### TASK INSTRUCTIONS
Pull out each line of the material below that contains the word "just". Case matters.

### RECORDS FOR THIS EXERCISE
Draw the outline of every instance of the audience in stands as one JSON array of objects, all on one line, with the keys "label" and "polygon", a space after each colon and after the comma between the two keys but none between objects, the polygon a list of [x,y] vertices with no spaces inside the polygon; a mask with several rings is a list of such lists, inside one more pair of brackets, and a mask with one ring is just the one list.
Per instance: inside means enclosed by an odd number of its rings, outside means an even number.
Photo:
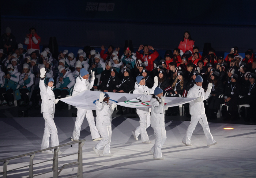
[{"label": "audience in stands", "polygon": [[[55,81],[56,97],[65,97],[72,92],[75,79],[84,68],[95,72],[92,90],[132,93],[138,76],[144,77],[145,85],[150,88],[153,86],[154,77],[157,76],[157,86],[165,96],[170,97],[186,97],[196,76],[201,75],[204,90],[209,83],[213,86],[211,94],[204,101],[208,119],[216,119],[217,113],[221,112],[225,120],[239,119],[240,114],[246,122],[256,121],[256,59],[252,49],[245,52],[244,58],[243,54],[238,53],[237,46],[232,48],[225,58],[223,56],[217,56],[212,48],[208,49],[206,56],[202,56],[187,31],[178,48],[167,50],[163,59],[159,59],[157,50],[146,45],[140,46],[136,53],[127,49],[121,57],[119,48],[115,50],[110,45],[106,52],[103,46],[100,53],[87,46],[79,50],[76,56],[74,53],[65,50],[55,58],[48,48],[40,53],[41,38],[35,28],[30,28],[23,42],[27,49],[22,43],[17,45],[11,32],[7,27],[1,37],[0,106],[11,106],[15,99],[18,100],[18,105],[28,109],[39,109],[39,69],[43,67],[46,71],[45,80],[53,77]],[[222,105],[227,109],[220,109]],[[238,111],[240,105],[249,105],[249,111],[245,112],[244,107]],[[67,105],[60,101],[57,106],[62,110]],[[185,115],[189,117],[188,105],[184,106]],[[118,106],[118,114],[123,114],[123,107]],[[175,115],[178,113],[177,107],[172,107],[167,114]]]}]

==

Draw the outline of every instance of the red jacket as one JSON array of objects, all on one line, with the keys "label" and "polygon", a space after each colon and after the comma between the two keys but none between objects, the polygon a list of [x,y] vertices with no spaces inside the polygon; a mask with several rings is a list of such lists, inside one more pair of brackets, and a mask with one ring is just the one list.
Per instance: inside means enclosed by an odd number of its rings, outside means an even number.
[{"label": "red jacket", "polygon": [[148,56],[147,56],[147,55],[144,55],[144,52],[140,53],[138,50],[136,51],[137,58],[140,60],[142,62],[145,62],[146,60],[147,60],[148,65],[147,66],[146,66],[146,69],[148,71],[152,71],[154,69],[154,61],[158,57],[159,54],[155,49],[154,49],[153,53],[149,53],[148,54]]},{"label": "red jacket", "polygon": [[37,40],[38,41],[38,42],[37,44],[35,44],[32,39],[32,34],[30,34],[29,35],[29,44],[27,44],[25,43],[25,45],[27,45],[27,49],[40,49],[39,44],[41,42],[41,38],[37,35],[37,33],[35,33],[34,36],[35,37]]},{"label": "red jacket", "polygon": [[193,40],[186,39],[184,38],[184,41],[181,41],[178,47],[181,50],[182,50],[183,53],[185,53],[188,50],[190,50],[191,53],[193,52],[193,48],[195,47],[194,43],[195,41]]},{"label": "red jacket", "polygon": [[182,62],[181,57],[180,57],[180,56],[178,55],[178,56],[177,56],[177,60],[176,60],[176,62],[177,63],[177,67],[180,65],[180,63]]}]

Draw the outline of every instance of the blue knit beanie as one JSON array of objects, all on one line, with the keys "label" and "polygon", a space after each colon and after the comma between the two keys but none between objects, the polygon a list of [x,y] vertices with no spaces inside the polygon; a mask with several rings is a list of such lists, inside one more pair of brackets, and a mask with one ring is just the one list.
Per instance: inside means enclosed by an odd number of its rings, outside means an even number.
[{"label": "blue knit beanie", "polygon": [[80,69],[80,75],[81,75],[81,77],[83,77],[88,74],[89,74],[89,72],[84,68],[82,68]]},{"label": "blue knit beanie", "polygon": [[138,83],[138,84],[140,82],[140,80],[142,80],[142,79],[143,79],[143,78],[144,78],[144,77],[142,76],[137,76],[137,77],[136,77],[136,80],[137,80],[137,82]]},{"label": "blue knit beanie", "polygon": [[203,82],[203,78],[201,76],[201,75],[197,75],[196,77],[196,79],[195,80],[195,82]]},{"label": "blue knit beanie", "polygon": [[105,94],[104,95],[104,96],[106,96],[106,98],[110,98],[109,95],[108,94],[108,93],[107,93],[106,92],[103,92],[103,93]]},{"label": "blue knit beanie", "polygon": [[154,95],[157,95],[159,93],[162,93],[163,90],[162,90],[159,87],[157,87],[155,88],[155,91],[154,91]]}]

### WRITTEN REPLY
Draw the outline of every instance of the audience in stands as one JSON array of objects, all on one line, with the keys "label" and "polygon", a space after each colon and after the comma between the two keys but none between objects, the polygon a list of [x,y] vertices with no spaces inside the polygon; a mask with several rings is a list of such lists, inside one more pair of brackets, and a mask with one ring is just the one list.
Draw the outline of every instance of the red jacket as one JSON array of objects, all on one line, with the keys "label" and "polygon", a space after each colon and after the comma between the two keys but none between objects, the polygon a list of [x,y] vertices with no spaces inside the polygon; a mask with several rings is a list of such lists, inside one more pair of brackets, and a mask with one ring is just the one list.
Draw the outline of every instance of the blue knit beanie as one JSON array of objects, all on one line, with the keys "label" and "polygon", a space after each colon and after the comma between the two keys but none between objects, the polygon a list of [x,y] vertices with no spaces inside the polygon; a mask with several rings is a list of such lists, inside one more pair of brackets, and a mask with one ring is just the one list.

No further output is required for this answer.